What you will do: Scale the data from the line with "Where can you spot the horse?" to the line with "[[291, 108]]", both included, by writing out every line again with each x and y coordinate in the answers multiplied by 1.35 and rounded to a whole number (halves up), while leaving all other text as it is. Leave out the picture line.

(Object location data)
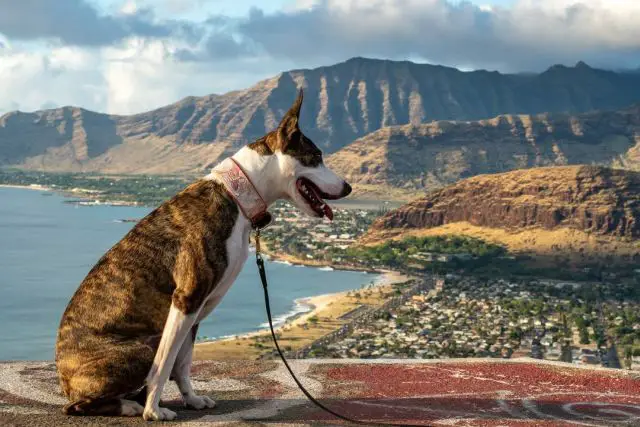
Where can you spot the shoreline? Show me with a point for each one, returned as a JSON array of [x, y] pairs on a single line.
[[90, 197], [320, 306]]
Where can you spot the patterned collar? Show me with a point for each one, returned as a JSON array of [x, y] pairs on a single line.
[[242, 190]]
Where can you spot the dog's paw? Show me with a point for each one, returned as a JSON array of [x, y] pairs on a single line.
[[199, 402], [131, 409], [158, 414]]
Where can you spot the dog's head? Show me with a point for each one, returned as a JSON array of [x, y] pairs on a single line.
[[306, 181]]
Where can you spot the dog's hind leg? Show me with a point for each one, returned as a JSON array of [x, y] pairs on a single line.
[[176, 329], [103, 407], [181, 374]]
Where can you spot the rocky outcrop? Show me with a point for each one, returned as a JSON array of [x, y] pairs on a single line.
[[436, 154], [586, 198], [343, 102]]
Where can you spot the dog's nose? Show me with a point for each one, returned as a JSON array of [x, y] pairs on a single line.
[[346, 190]]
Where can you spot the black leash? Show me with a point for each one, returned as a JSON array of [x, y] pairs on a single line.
[[263, 278]]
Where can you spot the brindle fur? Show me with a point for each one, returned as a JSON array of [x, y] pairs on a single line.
[[112, 326]]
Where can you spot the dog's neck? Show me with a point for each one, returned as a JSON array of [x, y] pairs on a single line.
[[247, 176]]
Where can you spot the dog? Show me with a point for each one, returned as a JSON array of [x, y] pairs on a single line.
[[132, 323]]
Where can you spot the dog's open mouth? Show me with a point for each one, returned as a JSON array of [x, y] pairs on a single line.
[[314, 197]]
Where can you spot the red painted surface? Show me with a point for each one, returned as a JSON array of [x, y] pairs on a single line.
[[472, 393]]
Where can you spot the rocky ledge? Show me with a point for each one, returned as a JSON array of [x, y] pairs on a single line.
[[587, 198]]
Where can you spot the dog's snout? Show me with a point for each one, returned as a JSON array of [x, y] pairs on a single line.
[[346, 190]]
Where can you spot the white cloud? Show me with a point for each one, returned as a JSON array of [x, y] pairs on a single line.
[[137, 76], [529, 35], [139, 72]]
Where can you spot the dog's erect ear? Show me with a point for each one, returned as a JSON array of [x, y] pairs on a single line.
[[289, 124]]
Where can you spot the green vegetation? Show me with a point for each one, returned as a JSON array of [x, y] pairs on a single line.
[[427, 252], [144, 190]]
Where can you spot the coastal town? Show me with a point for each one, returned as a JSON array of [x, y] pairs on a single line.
[[457, 312], [466, 317]]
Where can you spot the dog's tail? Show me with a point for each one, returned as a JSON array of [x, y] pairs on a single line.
[[100, 406]]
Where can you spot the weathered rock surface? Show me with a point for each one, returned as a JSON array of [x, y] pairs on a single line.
[[586, 198], [435, 154], [343, 102]]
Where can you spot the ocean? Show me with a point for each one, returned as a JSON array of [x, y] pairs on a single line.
[[48, 246]]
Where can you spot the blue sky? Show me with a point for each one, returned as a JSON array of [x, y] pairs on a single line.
[[127, 56]]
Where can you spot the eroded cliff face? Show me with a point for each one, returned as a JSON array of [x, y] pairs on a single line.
[[436, 154], [343, 102], [587, 198]]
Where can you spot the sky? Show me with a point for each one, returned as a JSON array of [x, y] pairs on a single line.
[[129, 56]]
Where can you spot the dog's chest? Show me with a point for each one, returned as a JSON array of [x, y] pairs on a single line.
[[237, 251]]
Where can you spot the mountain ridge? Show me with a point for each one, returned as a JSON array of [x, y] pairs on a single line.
[[343, 102], [435, 154], [586, 213]]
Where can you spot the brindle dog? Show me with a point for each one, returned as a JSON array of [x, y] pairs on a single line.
[[132, 322]]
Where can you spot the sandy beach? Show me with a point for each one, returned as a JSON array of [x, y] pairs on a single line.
[[27, 187], [304, 328]]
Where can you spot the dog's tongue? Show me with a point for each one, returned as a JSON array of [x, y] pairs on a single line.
[[327, 211]]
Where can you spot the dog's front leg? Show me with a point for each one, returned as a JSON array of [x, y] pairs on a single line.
[[175, 331], [182, 375]]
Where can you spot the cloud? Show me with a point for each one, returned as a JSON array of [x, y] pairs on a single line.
[[78, 23], [130, 61], [530, 35], [134, 76]]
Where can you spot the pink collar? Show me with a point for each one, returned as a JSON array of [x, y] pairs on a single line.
[[242, 190]]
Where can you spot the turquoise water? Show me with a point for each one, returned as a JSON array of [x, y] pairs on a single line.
[[47, 247]]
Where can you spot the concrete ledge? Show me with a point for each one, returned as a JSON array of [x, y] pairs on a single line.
[[465, 392]]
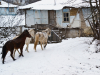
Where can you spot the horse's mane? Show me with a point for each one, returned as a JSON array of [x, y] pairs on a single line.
[[22, 35]]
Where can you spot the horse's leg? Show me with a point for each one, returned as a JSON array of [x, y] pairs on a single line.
[[4, 57], [12, 54], [45, 44], [27, 47], [41, 45], [21, 50], [18, 51]]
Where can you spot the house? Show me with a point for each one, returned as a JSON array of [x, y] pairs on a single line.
[[20, 2], [8, 8], [68, 17]]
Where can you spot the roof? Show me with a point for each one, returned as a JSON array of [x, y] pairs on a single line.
[[55, 4], [5, 4]]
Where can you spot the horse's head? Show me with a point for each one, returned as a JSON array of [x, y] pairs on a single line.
[[26, 33], [48, 31], [31, 31]]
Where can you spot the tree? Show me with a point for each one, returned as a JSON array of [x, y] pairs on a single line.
[[94, 19]]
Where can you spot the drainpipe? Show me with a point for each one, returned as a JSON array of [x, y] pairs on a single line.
[[54, 2]]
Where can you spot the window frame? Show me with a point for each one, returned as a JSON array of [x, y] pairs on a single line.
[[11, 9], [66, 16]]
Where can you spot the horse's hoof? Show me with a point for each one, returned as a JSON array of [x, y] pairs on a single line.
[[14, 59], [19, 55], [3, 62]]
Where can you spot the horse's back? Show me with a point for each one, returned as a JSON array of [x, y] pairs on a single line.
[[9, 45]]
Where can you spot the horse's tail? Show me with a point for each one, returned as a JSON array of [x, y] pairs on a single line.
[[36, 41], [4, 51]]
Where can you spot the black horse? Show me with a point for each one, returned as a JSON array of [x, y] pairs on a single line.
[[17, 43]]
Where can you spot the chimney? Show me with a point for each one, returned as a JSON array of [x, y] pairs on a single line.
[[0, 2]]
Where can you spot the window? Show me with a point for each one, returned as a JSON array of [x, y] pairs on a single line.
[[11, 9], [66, 15]]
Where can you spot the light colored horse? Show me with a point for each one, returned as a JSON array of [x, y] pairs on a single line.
[[42, 37], [27, 41]]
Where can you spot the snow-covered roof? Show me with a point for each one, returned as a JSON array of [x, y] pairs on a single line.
[[55, 4], [5, 4]]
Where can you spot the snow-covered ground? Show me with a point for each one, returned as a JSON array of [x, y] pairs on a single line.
[[73, 56]]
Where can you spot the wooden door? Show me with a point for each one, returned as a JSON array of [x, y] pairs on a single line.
[[52, 17]]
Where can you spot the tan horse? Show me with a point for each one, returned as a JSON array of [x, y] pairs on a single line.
[[27, 41], [42, 37]]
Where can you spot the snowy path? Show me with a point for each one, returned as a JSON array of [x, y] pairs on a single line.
[[70, 57]]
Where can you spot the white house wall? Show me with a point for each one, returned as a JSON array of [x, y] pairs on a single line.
[[36, 17], [77, 21], [74, 20], [86, 13], [29, 17], [41, 17]]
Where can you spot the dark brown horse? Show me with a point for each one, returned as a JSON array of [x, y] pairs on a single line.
[[17, 43]]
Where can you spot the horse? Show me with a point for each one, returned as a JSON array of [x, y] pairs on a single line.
[[42, 37], [27, 41], [15, 44]]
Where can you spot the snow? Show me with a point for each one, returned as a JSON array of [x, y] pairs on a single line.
[[10, 21], [5, 4], [73, 56], [54, 4]]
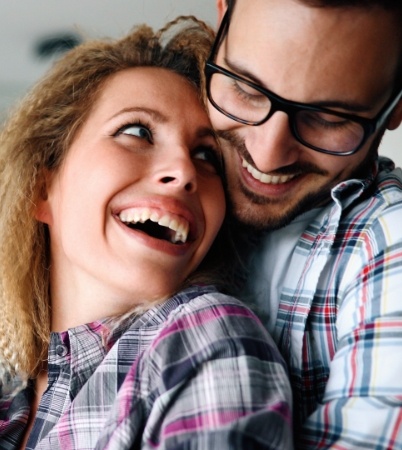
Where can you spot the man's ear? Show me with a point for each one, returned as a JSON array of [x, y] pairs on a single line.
[[42, 209], [221, 7], [396, 117]]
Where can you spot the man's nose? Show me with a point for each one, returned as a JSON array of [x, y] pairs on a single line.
[[271, 144]]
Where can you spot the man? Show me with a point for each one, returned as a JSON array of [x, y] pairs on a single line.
[[301, 92]]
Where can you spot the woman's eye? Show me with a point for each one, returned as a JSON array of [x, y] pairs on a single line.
[[210, 158], [137, 130]]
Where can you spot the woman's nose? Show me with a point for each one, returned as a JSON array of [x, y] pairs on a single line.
[[179, 173]]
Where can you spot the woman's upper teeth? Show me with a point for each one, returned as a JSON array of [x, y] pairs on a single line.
[[178, 224]]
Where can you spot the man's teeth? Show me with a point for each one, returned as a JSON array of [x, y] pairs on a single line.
[[265, 178], [177, 224]]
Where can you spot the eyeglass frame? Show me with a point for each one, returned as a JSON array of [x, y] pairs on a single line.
[[291, 108]]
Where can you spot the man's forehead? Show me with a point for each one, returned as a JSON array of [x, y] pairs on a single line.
[[345, 50]]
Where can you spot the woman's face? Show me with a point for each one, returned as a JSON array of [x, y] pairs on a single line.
[[138, 200]]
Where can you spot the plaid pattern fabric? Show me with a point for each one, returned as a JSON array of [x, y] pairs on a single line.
[[196, 372], [339, 325]]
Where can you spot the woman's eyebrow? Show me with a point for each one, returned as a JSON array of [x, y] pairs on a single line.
[[154, 114]]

Solution below:
Where can you spot the horse? Show me with a point for each one, returned as a JSON array of [x, y] pairs on a single line.
[[57, 50], [36, 55], [20, 59]]
Where can you spot the snow? Show me with a point for each one, returned as a JSON array of [x, y] pairs on a single line.
[[14, 28], [7, 5], [99, 76], [73, 5]]
Where can you spot the man's ear? Show me with a point for each one, returned as a JSON array of [x, y] pairs on a single line.
[[57, 282], [298, 9], [535, 158]]
Where can you spot the man's nose? Show me with a point for each one, returned as a JSON array of [x, y] pairs on a single line.
[[366, 194]]
Where can you spot the man? Show me with a point for each one, returned as a JSON array of [x, y] pairs on a single line.
[[406, 124]]
Where can you spot the woman's eye? Show me with a point for each one, returned as a JSON array of [x, y] pairs on a single line.
[[284, 213], [185, 176]]
Where can you spot the woman's nose? Show me with a point for each one, returned as a JSON array of [x, y] pairs on a single line.
[[242, 234]]
Where can you spot the woman's upper teeth? Show me with a point for each one, returned as a JSON array of [x, y] pairs on a single line.
[[240, 302]]
Where can you spot the man's teeth? Show me with a point for each one, returned as a JSON array of [x, y] pairs on a single line.
[[358, 240], [239, 302]]
Where can you spot the eyeglass frame? Show me with a point for each one, returned as a JSON array of [x, y] pairs on a single line.
[[393, 146]]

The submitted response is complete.